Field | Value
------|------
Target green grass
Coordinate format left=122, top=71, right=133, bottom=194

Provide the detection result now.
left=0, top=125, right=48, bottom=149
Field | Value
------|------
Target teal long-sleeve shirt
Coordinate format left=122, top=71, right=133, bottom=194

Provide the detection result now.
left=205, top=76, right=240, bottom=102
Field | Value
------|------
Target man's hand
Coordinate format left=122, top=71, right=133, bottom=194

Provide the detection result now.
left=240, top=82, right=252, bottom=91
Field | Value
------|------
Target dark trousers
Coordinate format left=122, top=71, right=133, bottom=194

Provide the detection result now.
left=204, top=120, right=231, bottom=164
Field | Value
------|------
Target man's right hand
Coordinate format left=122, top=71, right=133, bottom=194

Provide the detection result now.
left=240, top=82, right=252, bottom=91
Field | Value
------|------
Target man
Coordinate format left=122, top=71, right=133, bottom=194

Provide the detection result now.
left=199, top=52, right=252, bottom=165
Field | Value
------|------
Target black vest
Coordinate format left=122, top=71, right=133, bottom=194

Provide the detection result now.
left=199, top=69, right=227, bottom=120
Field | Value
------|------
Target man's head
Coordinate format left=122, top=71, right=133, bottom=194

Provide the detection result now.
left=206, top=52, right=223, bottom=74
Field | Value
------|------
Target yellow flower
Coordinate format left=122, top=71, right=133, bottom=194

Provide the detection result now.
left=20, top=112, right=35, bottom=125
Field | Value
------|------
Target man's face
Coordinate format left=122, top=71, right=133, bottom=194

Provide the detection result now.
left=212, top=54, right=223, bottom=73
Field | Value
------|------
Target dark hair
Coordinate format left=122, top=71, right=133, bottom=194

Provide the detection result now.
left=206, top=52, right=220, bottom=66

_ _ _ _ _

### Required task
Convert the material into a numbered list, one item per line with blank lines left out. Start at the first line and stop after the line that contains "left=205, top=76, right=240, bottom=102".

### Exercise solution
1. Field | Value
2. ------|------
3. Target green grass
4. Coordinate format left=122, top=71, right=133, bottom=194
5. Provide the detection result now.
6. left=0, top=125, right=48, bottom=149
7. Field | Value
8. ------|------
9. Target teal long-sleeve shirt
10. Coordinate format left=122, top=71, right=133, bottom=194
11. Provide the detection result now.
12. left=205, top=76, right=240, bottom=102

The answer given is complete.